# Required work
[A] Write out everything in the Oppenheimer review below from "This film is" down to "of Cards playbook).".
[B] Which people does the Oppenheimer review below mention by name?
[C] In the Oppenheimer review below, which track's first notes remind the reviewer of Justin Hurwitz's score for First Man?

═══ Selected extract

A Nolan-directed sex scene by way of intellectual kinks and a repeat of that scene fused with an interrogation scene truly are the most subversive, unexpected things to happen in this film that is otherwise filled with non-sexual tension and a plethora of intercutting between different points in time, as is par for the course with Nolan. All that while he essentially starts off by flooding us with dialogue to go with evocative images somewhere between Interstellar and the ending of 2001: A Space Odyssey.

This film is a lot to take in after just one viewing. There’s an onslaught of nervousness and unease constantly boiling just beneath the surface, the likes of which perhaps only the Safdie brothers know how to dial up even further. For a film with such a somewhat anticlimactic culmination where the Trinity test is concerned, it’s entirely fitting that Nolan ratchets up the explosive nature of nearly every other scene, providing us with the most jarring interrogation scenes. Oppenheimer weaponizes exposition to overwhelm us with anti-communist inquisition scare tactics against the central character and gives us a belated hearing that pulls the rug out from under a patiently grudge-bearing schemer (played by Robert Downey Jr. in an intense performance taken right out of the House of Cards playbook).

For better or worse, the film is always "on", which goes for most of the dialogue scenes throughout as well as for the sublime but exhausting score too. Ludwig Göransson truly experiments in a summer blockbuster environment and has crafted an "everything score" that isn’t quite sure what it wants to be, so it tries a lot of variations ranging from piano-led biopic sound to ear-shattering bombast and the electronics that he already put to good use in Tenet. When those first few notes of the track Fission hit, I instantly felt reminded of Justin Hurwitz’ score for First Man and it’s truly an interesting direction for Göransson to go in. Speaking of Tenet, the Nolan dialogue problem is not as apparent here as it was in that film for me but there are still some moments in this that warrant your ears’ full attention if you don’t want to play catch-up.

══════
═══ Source data

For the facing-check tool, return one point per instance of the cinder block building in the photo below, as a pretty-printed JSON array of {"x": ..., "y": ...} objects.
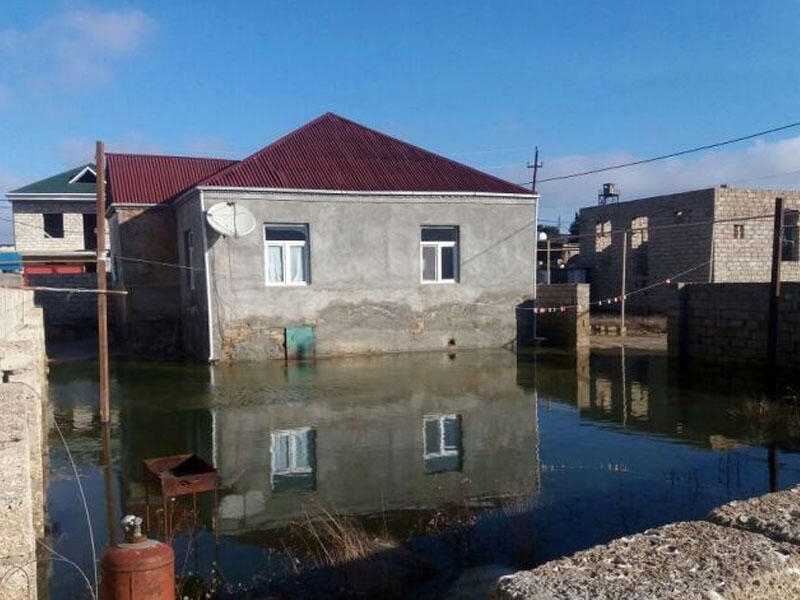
[{"x": 715, "y": 235}]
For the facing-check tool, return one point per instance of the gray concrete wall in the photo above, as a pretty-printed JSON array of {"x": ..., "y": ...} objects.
[
  {"x": 22, "y": 361},
  {"x": 727, "y": 323},
  {"x": 144, "y": 242},
  {"x": 678, "y": 238},
  {"x": 65, "y": 310},
  {"x": 365, "y": 294},
  {"x": 570, "y": 328}
]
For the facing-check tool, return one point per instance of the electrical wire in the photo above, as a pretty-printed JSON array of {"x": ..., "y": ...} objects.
[{"x": 643, "y": 161}]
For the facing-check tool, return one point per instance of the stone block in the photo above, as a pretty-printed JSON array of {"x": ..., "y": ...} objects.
[
  {"x": 775, "y": 515},
  {"x": 691, "y": 560}
]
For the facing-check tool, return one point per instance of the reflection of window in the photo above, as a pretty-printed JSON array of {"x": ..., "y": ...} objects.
[
  {"x": 53, "y": 224},
  {"x": 789, "y": 250},
  {"x": 439, "y": 254},
  {"x": 286, "y": 254},
  {"x": 293, "y": 459},
  {"x": 442, "y": 443}
]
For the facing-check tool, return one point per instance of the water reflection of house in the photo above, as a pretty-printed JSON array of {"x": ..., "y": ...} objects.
[{"x": 370, "y": 438}]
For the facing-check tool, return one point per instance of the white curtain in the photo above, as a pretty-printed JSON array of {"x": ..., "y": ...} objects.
[
  {"x": 296, "y": 260},
  {"x": 275, "y": 264}
]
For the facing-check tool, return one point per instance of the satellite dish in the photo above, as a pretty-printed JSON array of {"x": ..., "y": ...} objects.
[{"x": 230, "y": 219}]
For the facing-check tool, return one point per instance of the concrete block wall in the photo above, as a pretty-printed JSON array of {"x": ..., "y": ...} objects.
[
  {"x": 727, "y": 323},
  {"x": 570, "y": 328},
  {"x": 678, "y": 238},
  {"x": 22, "y": 361},
  {"x": 62, "y": 308},
  {"x": 749, "y": 258},
  {"x": 29, "y": 233}
]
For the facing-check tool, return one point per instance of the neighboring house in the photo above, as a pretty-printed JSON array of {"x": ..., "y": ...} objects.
[
  {"x": 54, "y": 222},
  {"x": 716, "y": 235},
  {"x": 54, "y": 233},
  {"x": 363, "y": 243}
]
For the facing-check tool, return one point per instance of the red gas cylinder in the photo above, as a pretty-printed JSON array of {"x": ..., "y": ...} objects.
[{"x": 138, "y": 568}]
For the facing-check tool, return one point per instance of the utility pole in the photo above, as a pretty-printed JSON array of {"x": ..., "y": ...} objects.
[
  {"x": 775, "y": 286},
  {"x": 535, "y": 166},
  {"x": 624, "y": 282},
  {"x": 102, "y": 284}
]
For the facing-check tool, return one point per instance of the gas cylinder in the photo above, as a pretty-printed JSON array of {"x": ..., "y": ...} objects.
[{"x": 138, "y": 568}]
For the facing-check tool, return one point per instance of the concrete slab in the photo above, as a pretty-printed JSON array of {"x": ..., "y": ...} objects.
[
  {"x": 691, "y": 560},
  {"x": 775, "y": 515}
]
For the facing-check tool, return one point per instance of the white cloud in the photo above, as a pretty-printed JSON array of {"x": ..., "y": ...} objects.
[
  {"x": 75, "y": 48},
  {"x": 774, "y": 165},
  {"x": 75, "y": 151},
  {"x": 210, "y": 146}
]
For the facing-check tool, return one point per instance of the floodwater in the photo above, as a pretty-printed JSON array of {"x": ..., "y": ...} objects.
[{"x": 430, "y": 469}]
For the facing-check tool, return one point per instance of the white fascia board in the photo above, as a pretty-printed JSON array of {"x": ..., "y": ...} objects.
[
  {"x": 26, "y": 197},
  {"x": 81, "y": 174},
  {"x": 522, "y": 198}
]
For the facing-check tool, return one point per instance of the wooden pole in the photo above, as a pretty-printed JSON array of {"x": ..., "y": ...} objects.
[
  {"x": 775, "y": 286},
  {"x": 624, "y": 282},
  {"x": 548, "y": 260},
  {"x": 102, "y": 284}
]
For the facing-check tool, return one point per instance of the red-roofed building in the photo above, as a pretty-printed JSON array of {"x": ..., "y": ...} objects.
[{"x": 335, "y": 238}]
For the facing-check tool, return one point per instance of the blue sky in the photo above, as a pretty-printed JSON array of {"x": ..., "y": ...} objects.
[{"x": 590, "y": 83}]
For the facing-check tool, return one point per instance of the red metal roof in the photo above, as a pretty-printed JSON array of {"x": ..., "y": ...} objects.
[
  {"x": 143, "y": 179},
  {"x": 332, "y": 153}
]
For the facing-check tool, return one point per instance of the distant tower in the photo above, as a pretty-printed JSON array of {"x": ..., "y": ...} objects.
[{"x": 608, "y": 195}]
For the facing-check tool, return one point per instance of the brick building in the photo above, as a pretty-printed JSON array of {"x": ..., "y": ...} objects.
[
  {"x": 715, "y": 235},
  {"x": 54, "y": 232}
]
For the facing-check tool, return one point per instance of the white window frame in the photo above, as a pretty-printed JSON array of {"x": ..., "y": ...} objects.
[
  {"x": 286, "y": 246},
  {"x": 443, "y": 449},
  {"x": 294, "y": 436},
  {"x": 438, "y": 247}
]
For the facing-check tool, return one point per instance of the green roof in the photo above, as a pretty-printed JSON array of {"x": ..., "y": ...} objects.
[{"x": 60, "y": 184}]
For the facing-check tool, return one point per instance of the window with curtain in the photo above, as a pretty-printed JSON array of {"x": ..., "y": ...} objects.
[
  {"x": 293, "y": 459},
  {"x": 439, "y": 254},
  {"x": 286, "y": 254}
]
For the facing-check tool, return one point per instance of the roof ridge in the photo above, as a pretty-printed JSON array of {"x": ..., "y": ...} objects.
[
  {"x": 142, "y": 154},
  {"x": 330, "y": 116},
  {"x": 267, "y": 147}
]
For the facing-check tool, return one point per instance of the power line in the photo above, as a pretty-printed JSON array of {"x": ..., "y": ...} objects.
[{"x": 643, "y": 161}]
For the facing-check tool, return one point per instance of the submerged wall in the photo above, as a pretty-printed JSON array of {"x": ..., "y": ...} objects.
[{"x": 22, "y": 362}]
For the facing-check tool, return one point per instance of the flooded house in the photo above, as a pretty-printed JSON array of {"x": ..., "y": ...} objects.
[{"x": 335, "y": 239}]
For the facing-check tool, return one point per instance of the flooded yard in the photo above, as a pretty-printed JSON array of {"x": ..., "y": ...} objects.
[{"x": 425, "y": 469}]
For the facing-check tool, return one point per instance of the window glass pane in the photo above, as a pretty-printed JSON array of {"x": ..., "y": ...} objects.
[
  {"x": 432, "y": 436},
  {"x": 429, "y": 263},
  {"x": 448, "y": 262},
  {"x": 297, "y": 270},
  {"x": 452, "y": 433},
  {"x": 439, "y": 234},
  {"x": 275, "y": 264},
  {"x": 280, "y": 233}
]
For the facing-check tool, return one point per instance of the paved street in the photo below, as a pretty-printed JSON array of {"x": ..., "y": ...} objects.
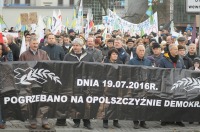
[{"x": 127, "y": 126}]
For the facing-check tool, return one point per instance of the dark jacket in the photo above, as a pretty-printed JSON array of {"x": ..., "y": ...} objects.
[
  {"x": 138, "y": 61},
  {"x": 55, "y": 52},
  {"x": 15, "y": 51},
  {"x": 30, "y": 56},
  {"x": 157, "y": 59},
  {"x": 66, "y": 48},
  {"x": 83, "y": 57},
  {"x": 166, "y": 62}
]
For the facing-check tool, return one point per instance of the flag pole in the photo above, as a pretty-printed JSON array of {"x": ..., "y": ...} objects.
[
  {"x": 199, "y": 38},
  {"x": 142, "y": 17}
]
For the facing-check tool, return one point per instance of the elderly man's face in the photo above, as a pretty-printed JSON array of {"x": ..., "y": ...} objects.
[
  {"x": 77, "y": 48},
  {"x": 174, "y": 50}
]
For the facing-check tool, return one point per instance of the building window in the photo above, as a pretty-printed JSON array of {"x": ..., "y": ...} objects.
[
  {"x": 60, "y": 2},
  {"x": 71, "y": 2},
  {"x": 28, "y": 2},
  {"x": 17, "y": 1}
]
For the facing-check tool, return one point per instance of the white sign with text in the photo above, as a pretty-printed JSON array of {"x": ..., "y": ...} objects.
[{"x": 193, "y": 5}]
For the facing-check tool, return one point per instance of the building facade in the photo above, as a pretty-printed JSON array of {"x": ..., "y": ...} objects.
[{"x": 167, "y": 10}]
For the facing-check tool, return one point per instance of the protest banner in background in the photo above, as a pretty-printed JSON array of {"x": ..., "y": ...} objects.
[
  {"x": 114, "y": 22},
  {"x": 101, "y": 91}
]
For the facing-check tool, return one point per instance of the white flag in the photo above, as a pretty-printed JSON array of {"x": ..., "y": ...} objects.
[
  {"x": 80, "y": 17},
  {"x": 23, "y": 46}
]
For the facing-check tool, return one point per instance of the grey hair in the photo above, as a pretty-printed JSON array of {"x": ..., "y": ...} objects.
[
  {"x": 192, "y": 44},
  {"x": 172, "y": 45},
  {"x": 78, "y": 41}
]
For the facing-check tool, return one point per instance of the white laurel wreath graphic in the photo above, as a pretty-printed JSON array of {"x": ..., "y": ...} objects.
[
  {"x": 188, "y": 83},
  {"x": 36, "y": 74}
]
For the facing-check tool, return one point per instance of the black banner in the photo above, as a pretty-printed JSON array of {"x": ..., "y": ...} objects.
[{"x": 101, "y": 91}]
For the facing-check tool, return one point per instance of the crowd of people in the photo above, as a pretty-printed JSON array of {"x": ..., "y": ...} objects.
[{"x": 153, "y": 50}]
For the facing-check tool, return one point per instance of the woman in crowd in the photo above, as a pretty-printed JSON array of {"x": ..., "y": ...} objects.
[
  {"x": 5, "y": 55},
  {"x": 112, "y": 58},
  {"x": 196, "y": 65}
]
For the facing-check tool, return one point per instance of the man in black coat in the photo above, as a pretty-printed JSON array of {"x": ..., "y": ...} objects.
[
  {"x": 79, "y": 54},
  {"x": 15, "y": 49},
  {"x": 182, "y": 53},
  {"x": 55, "y": 52}
]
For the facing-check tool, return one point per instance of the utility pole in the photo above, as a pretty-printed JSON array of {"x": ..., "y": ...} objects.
[{"x": 171, "y": 10}]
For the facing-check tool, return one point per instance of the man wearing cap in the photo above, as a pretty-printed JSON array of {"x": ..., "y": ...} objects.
[
  {"x": 79, "y": 54},
  {"x": 54, "y": 51},
  {"x": 182, "y": 53},
  {"x": 123, "y": 55},
  {"x": 171, "y": 59},
  {"x": 96, "y": 53},
  {"x": 140, "y": 59},
  {"x": 157, "y": 55},
  {"x": 35, "y": 54}
]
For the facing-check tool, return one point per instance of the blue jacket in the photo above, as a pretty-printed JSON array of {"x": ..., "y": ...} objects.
[{"x": 138, "y": 61}]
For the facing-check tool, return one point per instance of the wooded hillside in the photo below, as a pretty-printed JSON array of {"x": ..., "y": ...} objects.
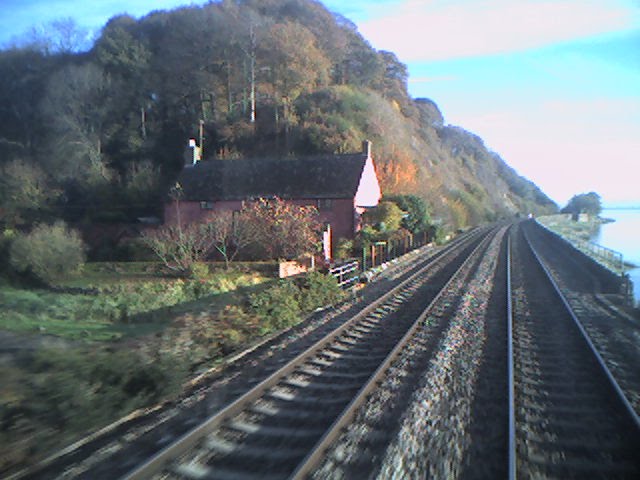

══════

# Replies
[A]
This film is a lot to take in after just one viewing. There’s an onslaught of nervousness and unease constantly boiling just beneath the surface, the likes of which perhaps only the Safdie brothers know how to dial up even further. For a film with such a somewhat anticlimactic culmination where the Trinity test is concerned, it’s entirely fitting that Nolan ratchets up the explosive nature of nearly every other scene, providing us with the most jarring interrogation scenes. Oppenheimer weaponizes exposition to overwhelm us with anti-communist inquisition scare tactics against the central character and gives us a belated hearing that pulls the rug out from under a patiently grudge-bearing schemer (played by Robert Downey Jr. in an intense performance taken right out of the House of Cards playbook).

[B]
Nolan
the Safdie brothers
Robert Downey Jr.
Ludwig Göransson
Justin Hurwitz

[C] Fission